-- Start of Data provided --

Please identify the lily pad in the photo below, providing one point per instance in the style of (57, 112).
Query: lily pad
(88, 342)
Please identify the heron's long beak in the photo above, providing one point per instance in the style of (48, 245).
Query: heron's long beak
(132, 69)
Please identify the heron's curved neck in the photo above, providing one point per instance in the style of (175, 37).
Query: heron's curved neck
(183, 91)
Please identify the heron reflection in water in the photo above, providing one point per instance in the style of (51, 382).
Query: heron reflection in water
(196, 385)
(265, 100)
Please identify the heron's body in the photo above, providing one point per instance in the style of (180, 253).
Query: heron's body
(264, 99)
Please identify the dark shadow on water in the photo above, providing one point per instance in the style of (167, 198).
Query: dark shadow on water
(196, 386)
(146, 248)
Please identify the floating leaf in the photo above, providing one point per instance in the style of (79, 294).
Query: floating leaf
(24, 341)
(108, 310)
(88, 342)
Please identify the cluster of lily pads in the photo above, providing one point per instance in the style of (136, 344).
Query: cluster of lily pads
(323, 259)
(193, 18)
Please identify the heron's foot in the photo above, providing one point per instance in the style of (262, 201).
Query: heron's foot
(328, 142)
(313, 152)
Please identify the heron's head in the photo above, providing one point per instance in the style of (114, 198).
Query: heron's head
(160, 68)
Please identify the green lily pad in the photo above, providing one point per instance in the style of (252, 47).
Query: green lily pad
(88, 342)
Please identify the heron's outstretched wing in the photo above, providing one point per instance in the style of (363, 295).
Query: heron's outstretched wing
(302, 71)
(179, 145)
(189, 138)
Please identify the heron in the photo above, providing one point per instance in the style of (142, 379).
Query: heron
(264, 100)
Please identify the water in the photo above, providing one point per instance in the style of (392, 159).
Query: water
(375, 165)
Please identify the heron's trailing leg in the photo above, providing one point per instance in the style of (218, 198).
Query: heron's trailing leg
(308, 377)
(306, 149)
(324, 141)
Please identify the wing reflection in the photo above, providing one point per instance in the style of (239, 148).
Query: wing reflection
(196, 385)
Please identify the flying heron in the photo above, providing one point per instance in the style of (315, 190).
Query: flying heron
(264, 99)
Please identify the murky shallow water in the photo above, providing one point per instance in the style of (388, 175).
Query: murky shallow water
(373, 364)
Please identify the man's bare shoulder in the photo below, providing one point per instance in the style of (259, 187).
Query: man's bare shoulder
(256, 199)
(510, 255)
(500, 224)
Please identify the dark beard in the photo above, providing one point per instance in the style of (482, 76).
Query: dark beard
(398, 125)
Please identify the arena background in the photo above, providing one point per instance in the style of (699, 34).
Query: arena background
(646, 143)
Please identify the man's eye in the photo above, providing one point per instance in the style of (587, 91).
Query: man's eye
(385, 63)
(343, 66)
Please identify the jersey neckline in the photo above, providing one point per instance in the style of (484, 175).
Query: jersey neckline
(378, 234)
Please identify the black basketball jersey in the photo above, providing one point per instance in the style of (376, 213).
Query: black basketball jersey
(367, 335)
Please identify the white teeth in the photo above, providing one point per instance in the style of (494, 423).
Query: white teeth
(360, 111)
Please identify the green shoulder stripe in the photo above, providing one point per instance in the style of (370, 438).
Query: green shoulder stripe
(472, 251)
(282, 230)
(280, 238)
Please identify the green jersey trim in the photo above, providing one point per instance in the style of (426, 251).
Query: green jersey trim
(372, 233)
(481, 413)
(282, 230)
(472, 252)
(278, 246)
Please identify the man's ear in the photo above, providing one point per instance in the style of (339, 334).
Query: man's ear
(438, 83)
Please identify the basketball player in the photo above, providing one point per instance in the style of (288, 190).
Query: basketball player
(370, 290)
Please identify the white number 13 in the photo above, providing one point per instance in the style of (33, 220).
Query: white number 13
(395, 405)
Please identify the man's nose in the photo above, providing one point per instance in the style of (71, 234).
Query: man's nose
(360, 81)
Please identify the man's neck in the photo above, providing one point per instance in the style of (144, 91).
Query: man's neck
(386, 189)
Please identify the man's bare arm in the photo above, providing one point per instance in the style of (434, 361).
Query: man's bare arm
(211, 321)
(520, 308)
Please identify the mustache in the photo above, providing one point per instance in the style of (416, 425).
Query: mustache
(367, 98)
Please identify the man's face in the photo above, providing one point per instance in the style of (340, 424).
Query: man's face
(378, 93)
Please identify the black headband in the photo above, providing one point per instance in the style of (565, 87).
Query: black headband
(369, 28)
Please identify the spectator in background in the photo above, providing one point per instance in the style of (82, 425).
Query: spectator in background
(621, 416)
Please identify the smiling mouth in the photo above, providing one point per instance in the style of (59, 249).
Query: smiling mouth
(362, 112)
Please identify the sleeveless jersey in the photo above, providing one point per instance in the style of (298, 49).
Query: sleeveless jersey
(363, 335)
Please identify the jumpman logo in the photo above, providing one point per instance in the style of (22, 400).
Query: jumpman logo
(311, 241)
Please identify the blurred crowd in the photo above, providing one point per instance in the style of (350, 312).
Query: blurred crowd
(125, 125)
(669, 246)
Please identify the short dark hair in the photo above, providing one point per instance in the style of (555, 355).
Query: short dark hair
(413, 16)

-- End of Data provided --

### Problem description
Exactly reproduce all of the entries above.

### Written solution
Please identify the lily pad in the photo below, providing one point per instance in the style of (57, 112).
Query: lily pad
(88, 342)
Please identify the heron's long beak in the photo above, providing one point per instance in the style of (48, 245).
Query: heron's long beak
(132, 69)
Please identify the heron's curved neck in the photo above, providing one point per instance in the style of (175, 37).
Query: heron's curved neck
(183, 91)
Please identify the heron reflection in water in the photo above, providing one point per instance in the style of (51, 382).
Query: heron reflection in water
(196, 385)
(265, 100)
Please identify the heron's body in the photo above, providing one point per instance in the style of (180, 253).
Query: heron's body
(264, 99)
Please identify the dark shadow on water in the photo above, providing one point per instance in the style of (167, 198).
Query: dark shadow on water
(196, 386)
(146, 248)
Please identify the floating leaf in the photo above, providing one point per instance in the style of (79, 294).
Query: floating leaf
(24, 341)
(108, 310)
(88, 342)
Please identify the cluster of lily pads in the photo above, providing one point per instance in the style of (136, 344).
Query: cluster of lily pads
(323, 259)
(193, 18)
Please identify the heron's foot in the photo above, providing one point per instance in the style of (262, 201).
Query: heron's foot
(328, 142)
(313, 152)
Please identify the heron's head in the photo above, providing one point per instance in the style of (114, 198).
Query: heron's head
(160, 68)
Please identify the green lily pad in the photo above, providing one point per instance in the style of (252, 47).
Query: green lily pad
(88, 342)
Please identify the heron's outstretched wing in the photo above, providing one point per instance in the style of (363, 295).
Query: heron's outstretched wing
(302, 71)
(179, 145)
(189, 138)
Please identify the heron in the photo above, providing one point per instance in the style of (142, 379).
Query: heron
(264, 100)
Please identify the water in the photo above, providing one point per instance in the style of (392, 159).
Query: water
(375, 165)
Please identify the heron's trailing leg in the photo above, providing one point per instance in the style of (218, 198).
Query: heron's trailing leg
(308, 377)
(306, 149)
(324, 141)
Please identify the wing reflection in the photo above, providing one point per instance in the style of (239, 148).
Query: wing reflection
(196, 385)
Please identify the flying heron in the photo above, providing one point per instance in the style of (315, 190).
Query: flying heron
(264, 99)
Please identify the murky shallow water in the photo above, providing one point per instance in the style of (388, 175).
Query: murky shallow water
(373, 364)
Please identify the man's bare shoulder in the photo below, providing one point per instance in the style of (259, 187).
Query: man's bare shoulder
(256, 199)
(510, 255)
(500, 224)
Please identify the dark beard in the photo above, providing one point per instance in the style of (482, 76).
Query: dark beard
(398, 125)
Please identify the arena background in the photo above, providing one point per instance in the style of (699, 34).
Query: arena background
(646, 143)
Please identify the man's eye in the photo above, providing one point per instance in the style of (587, 91).
Query: man's eye
(385, 63)
(343, 66)
Please identify the jersey neckline in the photo above, providing one point per instance in the style of (484, 175).
Query: jersey neckline
(378, 234)
Please identify the black basketball jersey in the photo above, providing one point per instance in the style of (376, 213).
Query: black basketball jersey
(367, 335)
Please identify the white teeth in the photo above, providing one point per instance in the style of (494, 423).
Query: white teeth
(360, 111)
Please identify the green shoulder stripe in the photo above, providing one point per instance in the style of (370, 438).
Query: green shoulder stripe
(472, 251)
(282, 230)
(280, 238)
Please identify the green jersey trim in the photo above, providing one point per instance in the style of (426, 251).
Query: green jersey trim
(372, 233)
(481, 413)
(282, 230)
(472, 252)
(278, 246)
Please identify the man's ear in the photo above, providing one point per instance in the style of (339, 334).
Query: man's ear
(438, 83)
Please identify the basketball player in the photo above, providing one point per instance in the style of (288, 190).
Query: basketball player
(370, 290)
Please identify the white number 13 in the photo above, providing one point per instance in the style of (33, 220).
Query: white number 13
(395, 405)
Please identify the man's nose in the photo above, providing one point per instance in the style of (71, 234).
Query: man's nose
(360, 81)
Please identify the man's neck in the photo above, providing one point per instance in the style of (144, 91).
Query: man's neck
(386, 189)
Please identify the man's bare arm in the photo above, providing one point per instance in the style of (434, 361).
Query: man's bare arm
(211, 321)
(520, 308)
Please identify the mustache in the photo above, providing one point per instance in the style of (416, 425).
Query: mustache
(367, 98)
Please identify the man's face in the photo above, providing one point per instance in the style of (340, 424).
Query: man's face
(378, 93)
Please identify the black headband in the photo above, providing one point per instance in the style of (565, 87).
Query: black headband
(369, 28)
Please identify the spectator in background in the photo above, providing one point per instance in the style of (82, 425).
Query: spectator in background
(621, 416)
Please identify the smiling mouth in the photo above, providing one point per instance in the style of (59, 249).
Query: smiling mouth
(362, 112)
Please identify the sleeveless jersey in the photo above, providing one point per instance in the style of (298, 49).
Query: sleeveless jersey
(363, 335)
Please identify the jumpman logo in the photo above, providing one point per instance in the style of (22, 400).
Query: jumpman logo
(311, 241)
Please identify the blurred crowd in the photo above, providing one point per instance in the style of (350, 312).
Query: blurred crowd
(125, 125)
(669, 246)
Please identify the short dark hair in the photo above, providing one point per instance in the style of (555, 355).
Query: short dark hair
(413, 16)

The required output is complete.